Claude aime passionnément Reine mais celle-ci lui préfère un mariage de raison pour mener à bien une ascension sociale mirifique. Las, Claude promet de se venger.
Il met son projet à exécution en épousant sur un apparent coup de tête Dominique, une employée sans histoire et sans relief. Elle sera la compagne de sa conquête de Paris et des privilégiés. Au bout de quelques années seulement, Dominique donne naissance à la petite Épicène, ainsi nommée en référence à ces prénoms mixtes comme celui de son père et celui de sa mère.
L’ennui, c’est que Claude voue à sa fille une haine affichée, que la petite lui rend tout aussi bien et assez rapidement. Elle trouve auprès de sa mère tout l’amour dont elle a besoin et assure pendant quelques années son autosuffisance intellectuelle, morale et amicale.
________________________________________
**TRAVAIL DEMANDÉ**
Recopiez mot pour mot, dans le texte retenu ci-dessus, le passage allant de "Claude aime passionnément" à "de se venger.".
________________________________________
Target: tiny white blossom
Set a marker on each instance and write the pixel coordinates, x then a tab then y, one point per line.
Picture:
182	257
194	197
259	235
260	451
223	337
________________________________________
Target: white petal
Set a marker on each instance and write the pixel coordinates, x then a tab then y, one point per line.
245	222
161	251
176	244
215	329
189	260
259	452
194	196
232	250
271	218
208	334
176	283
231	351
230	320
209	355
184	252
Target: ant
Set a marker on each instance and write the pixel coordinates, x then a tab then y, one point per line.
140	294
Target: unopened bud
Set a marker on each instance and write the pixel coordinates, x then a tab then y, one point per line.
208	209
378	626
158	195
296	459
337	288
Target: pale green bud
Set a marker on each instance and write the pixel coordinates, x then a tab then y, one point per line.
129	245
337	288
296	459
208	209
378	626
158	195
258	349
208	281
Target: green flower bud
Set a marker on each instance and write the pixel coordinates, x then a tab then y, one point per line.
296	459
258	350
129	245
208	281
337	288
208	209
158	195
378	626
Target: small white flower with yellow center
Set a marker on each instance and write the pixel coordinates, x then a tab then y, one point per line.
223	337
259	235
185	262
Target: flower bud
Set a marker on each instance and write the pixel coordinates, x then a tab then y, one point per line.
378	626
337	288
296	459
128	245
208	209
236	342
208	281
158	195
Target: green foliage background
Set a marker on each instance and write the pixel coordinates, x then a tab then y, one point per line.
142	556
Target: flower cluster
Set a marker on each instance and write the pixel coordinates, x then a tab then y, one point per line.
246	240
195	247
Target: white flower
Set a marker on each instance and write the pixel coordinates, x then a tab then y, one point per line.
________________________________________
**VOTRE RÉPONSE**
Claude aime passionnément Reine mais celle-ci lui préfère un mariage de raison pour mener à bien une ascension sociale mirifique. Las, Claude promet de se venger.